_Passage given_

Type conversion from std::complex<MyType> to std::complex<double>

Question

I have a class MyType that implements a user-defined arithmetic type. This class provides the following conversion operator

struct MyType 
{ ...
  operator double()
  { 
    return to_double(); // This converts my type to a double value
  }
... };

Using this class as follows works fine:

double d = MyType(1);

However, using this class as type within std::complex, e.g.

#include <complex>
std::complex<double> c = std::complex<MyType>(1,1);

fails with the following compiler error:

error: conversion from 'std::complex<MyType>' to non-scalar type 'std::complex<double>' requested

Any help to solve this problem is appreciated.

Matthias

Answer 1

Does this (not particularly elegant) workaround help?

std::complex<MyType> dummy(1,1);
std::complex<double> c1(
    static_cast<double>(dummy.real()), static_cast<double>(dummy.imag()));

I tried all kinds of different constructors and assignment operators of std::complex but did not find a more "implicit" way of converting.

I think this is related: Why doesn't a conversion function work with std::string?

Rows of box annotation data:
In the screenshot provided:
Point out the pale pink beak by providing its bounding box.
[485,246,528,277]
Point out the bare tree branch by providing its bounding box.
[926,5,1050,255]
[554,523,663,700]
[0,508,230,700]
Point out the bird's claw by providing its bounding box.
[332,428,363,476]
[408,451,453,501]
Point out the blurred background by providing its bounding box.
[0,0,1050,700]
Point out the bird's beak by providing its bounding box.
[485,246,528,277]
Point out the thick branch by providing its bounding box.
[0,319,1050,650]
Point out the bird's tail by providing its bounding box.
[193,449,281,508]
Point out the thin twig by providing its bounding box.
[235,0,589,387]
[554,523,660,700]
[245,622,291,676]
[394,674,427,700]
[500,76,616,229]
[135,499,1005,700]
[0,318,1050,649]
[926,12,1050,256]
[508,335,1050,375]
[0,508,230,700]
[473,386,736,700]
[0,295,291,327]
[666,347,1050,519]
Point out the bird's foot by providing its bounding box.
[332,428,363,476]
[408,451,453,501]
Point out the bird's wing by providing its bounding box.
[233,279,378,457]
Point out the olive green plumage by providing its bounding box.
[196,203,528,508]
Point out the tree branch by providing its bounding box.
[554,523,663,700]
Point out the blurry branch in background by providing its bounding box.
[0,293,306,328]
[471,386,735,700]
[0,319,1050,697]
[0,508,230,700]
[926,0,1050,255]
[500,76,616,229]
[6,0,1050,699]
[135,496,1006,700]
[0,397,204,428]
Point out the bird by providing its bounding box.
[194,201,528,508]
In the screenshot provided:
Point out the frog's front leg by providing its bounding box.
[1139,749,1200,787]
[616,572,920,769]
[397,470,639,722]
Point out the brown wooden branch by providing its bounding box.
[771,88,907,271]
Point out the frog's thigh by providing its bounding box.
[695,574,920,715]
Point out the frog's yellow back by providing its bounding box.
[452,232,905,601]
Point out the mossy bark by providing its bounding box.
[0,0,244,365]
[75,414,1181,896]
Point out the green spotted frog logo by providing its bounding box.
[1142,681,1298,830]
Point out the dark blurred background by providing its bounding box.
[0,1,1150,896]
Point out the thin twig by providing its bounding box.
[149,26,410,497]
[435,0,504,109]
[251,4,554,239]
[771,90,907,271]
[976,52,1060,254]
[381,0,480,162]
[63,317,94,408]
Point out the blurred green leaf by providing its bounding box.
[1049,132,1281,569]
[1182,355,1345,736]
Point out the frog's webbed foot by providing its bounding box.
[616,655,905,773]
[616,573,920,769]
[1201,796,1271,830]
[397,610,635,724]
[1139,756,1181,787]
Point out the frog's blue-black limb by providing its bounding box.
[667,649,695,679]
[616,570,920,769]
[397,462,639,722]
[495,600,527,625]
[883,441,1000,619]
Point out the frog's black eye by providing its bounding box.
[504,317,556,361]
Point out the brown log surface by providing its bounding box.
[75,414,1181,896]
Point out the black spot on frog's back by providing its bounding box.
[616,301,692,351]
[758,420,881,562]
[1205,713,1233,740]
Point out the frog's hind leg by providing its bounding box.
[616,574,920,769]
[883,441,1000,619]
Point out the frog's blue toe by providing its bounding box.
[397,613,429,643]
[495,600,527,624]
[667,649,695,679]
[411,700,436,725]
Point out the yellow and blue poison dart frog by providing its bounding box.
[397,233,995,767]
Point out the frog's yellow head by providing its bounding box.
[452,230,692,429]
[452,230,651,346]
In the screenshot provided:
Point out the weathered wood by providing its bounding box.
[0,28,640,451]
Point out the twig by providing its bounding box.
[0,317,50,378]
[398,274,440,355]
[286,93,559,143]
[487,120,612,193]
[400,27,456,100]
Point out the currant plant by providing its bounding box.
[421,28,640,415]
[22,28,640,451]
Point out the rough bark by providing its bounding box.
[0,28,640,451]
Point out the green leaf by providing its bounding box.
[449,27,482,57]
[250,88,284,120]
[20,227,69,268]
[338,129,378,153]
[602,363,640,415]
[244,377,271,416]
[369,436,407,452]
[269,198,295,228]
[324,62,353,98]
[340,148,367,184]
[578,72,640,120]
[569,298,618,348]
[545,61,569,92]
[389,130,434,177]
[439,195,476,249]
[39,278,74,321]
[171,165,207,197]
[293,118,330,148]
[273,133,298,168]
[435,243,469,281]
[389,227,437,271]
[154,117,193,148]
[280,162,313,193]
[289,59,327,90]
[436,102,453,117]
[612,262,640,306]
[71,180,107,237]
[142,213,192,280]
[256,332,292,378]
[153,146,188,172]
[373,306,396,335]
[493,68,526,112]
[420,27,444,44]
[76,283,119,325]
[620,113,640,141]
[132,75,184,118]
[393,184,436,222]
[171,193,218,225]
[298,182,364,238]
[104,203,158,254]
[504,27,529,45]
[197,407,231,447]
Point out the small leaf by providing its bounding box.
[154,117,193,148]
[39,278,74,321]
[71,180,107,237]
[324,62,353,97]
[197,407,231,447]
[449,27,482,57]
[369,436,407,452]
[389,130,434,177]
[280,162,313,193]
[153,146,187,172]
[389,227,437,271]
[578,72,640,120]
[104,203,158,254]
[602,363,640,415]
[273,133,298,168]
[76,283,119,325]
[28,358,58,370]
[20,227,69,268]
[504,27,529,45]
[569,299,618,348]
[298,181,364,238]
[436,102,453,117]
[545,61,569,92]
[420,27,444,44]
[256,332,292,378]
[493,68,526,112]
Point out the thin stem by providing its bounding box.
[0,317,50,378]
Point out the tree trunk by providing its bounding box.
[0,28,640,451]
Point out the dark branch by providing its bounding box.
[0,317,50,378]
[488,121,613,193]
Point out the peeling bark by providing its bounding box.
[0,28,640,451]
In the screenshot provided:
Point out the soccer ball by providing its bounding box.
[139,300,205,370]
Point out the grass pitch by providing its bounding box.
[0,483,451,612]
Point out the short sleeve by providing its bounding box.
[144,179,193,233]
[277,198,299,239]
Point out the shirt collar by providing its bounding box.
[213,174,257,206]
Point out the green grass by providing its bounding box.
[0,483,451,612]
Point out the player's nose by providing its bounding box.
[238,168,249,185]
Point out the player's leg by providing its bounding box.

_Work to do_
(1) Answer these questions about the forum thread:
(a) What error does the compiler report when assigning a std::complex<MyType> to a std::complex<double>?
(b) Which cast does the workaround apply to the real and imaginary parts?
(c) What related question is mentioned at the end?
(2) Echo the stretch of the forum thread from "double d = MyType(1);" through "problem is appreciated.", copied exactly.
The material has no role in what follows.

_Expected outputs_
(1)
(a) error: conversion from 'std::complex<MyType>' to non-scalar type 'std::complex<double>' requested
(b) static_cast<double>
(c) Why doesn't a conversion function work with std::string?

(2)
double d = MyType(1);

However, using this class as type within std::complex, e.g.

#include <complex>
std::complex<double> c = std::complex<MyType>(1,1);

fails with the following compiler error:

error: conversion from 'std::complex<MyType>' to non-scalar type 'std::complex<double>' requested

Any help to solve this problem is appreciated.